- DATA LISTING:
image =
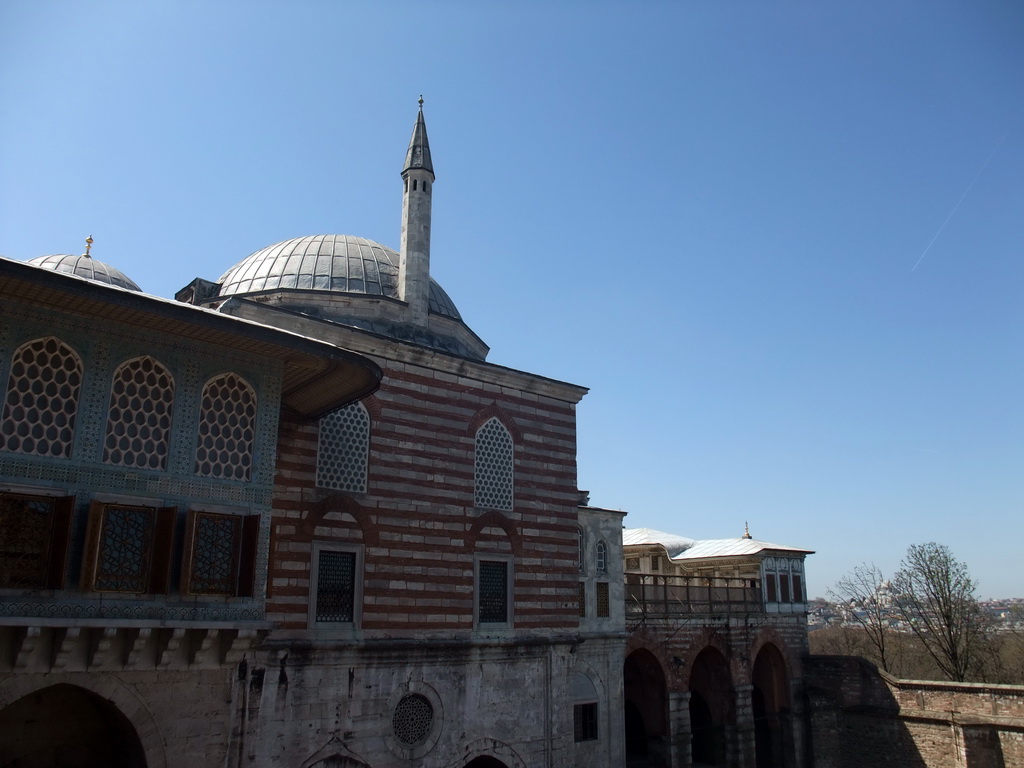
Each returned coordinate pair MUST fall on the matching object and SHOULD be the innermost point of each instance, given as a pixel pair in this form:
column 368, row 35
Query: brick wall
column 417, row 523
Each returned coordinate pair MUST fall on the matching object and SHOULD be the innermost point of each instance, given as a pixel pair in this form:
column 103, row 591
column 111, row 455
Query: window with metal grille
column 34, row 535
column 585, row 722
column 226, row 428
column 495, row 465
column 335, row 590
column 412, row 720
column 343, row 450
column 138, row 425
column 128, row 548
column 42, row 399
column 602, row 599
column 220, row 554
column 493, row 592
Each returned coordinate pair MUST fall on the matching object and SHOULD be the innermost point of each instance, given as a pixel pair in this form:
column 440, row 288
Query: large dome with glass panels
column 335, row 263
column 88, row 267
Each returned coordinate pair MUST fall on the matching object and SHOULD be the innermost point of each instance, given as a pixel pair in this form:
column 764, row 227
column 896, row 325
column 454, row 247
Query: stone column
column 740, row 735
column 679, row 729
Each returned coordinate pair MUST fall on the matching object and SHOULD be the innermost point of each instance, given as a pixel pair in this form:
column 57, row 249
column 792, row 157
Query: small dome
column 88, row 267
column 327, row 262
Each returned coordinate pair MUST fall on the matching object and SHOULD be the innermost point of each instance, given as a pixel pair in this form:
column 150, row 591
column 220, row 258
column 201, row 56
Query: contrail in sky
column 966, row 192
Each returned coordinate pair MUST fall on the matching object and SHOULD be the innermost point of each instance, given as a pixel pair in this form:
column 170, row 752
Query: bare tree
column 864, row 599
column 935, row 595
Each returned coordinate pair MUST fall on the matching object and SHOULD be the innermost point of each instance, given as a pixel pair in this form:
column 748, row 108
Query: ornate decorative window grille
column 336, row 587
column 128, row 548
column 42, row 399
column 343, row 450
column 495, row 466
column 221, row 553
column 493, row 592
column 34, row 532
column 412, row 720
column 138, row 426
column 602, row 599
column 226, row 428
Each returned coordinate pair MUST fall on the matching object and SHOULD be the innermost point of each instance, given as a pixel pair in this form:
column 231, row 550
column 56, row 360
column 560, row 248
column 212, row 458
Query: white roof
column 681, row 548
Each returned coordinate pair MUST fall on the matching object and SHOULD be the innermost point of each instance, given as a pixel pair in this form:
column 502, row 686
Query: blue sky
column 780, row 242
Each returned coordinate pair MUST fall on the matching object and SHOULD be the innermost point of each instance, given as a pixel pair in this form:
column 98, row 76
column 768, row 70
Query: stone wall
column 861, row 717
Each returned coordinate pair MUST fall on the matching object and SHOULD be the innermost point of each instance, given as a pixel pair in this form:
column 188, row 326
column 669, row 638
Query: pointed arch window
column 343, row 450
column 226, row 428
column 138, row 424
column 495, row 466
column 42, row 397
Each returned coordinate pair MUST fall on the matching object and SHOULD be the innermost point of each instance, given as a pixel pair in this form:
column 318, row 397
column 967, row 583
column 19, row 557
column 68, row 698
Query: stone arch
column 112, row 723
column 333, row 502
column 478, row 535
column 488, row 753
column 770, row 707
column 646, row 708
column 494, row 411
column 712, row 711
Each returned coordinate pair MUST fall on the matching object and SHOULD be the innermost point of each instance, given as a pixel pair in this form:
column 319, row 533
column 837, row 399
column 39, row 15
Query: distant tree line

- TASK BRIEF: Transcribe each entry above character for character, omitting pictures.

- EXPECTED ANSWER:
image =
Each returned coordinate pair MUST fall on the matching object and SHOULD be the innermost point of each instance, given as a pixel pair in this form:
column 368, row 35
Query: brick wall
column 417, row 523
Each returned coordinate pair MUST fall on the matching object and SHOULD be the innermost point of each instance, given as a pixel pair in this form:
column 103, row 591
column 111, row 455
Query: window with metal grille
column 34, row 535
column 585, row 722
column 226, row 428
column 495, row 465
column 335, row 590
column 412, row 720
column 343, row 450
column 138, row 425
column 128, row 548
column 42, row 399
column 602, row 599
column 220, row 554
column 493, row 592
Each returned coordinate pair MUST fall on the matching object and SHOULD be the innermost point of each instance, given as a pixel pair in this form:
column 440, row 288
Query: large dome with glass panels
column 335, row 263
column 88, row 267
Each returned coordinate pair MUST fall on the matching object and SHOULD be the innermost point of each instance, given as a pixel pair in this form:
column 764, row 227
column 896, row 325
column 454, row 247
Query: stone column
column 740, row 735
column 679, row 729
Each returned coordinate pair MUST fall on the matching object and SHOULD be the innermost point of each instance, given as a pixel pair in this form:
column 57, row 249
column 792, row 157
Query: small dome
column 88, row 267
column 327, row 262
Each returned coordinate pair MUST fall on the matching object and SHOULD be the innermost point of each instance, given as a pixel pair in this form:
column 150, row 591
column 220, row 258
column 201, row 56
Query: contrail in sky
column 966, row 192
Each returned coordinate pair MUST fall on the matching object and SHOULD be the innermost point of each instance, given as a pixel pair in this form:
column 170, row 752
Query: bare tree
column 864, row 599
column 935, row 595
Each returned coordinate pair MUST fall on the matching object and SHOULD be the innermost point of each instance, given as a pixel pair in this form:
column 748, row 108
Query: ornate decorative window grille
column 336, row 587
column 128, row 548
column 42, row 399
column 343, row 450
column 495, row 466
column 221, row 553
column 493, row 592
column 34, row 532
column 412, row 720
column 138, row 426
column 602, row 599
column 226, row 428
Each returned coordinate pair MUST fall on the matching object and SHOULD be the innermost point of each instance, given as a pixel pair in this form:
column 231, row 550
column 56, row 360
column 560, row 248
column 212, row 458
Query: white roof
column 681, row 548
Each returned coordinate pair MUST fall on the matching object and SHOULD be the innermost point of each instance, given as a pixel pair in this form:
column 502, row 686
Query: blue sky
column 780, row 242
Each returned coordinate pair MUST fall on the matching object and SHOULD be the innermost point of each instance, given as a pixel pair in this form:
column 98, row 76
column 768, row 70
Query: stone wall
column 861, row 717
Each returned coordinate pair MUST fall on the matching object and SHOULD be the innermost point of each instance, given as a pixel pair in this form:
column 188, row 326
column 669, row 638
Query: pointed arch window
column 343, row 450
column 226, row 428
column 138, row 424
column 495, row 466
column 42, row 397
Each returned coordinate pair MUST fall on the matching object and SHOULD be the innermost point of each instance, given as a pixel pair in this form:
column 318, row 397
column 967, row 583
column 19, row 557
column 68, row 698
Query: stone arch
column 112, row 723
column 333, row 502
column 478, row 535
column 488, row 753
column 770, row 707
column 646, row 708
column 494, row 411
column 712, row 711
Each returned coordinate pair MUST fall on the matching object and SHOULD be the innermost point of each instance, given as a pixel pair in this form:
column 319, row 533
column 837, row 399
column 39, row 15
Query: distant tree line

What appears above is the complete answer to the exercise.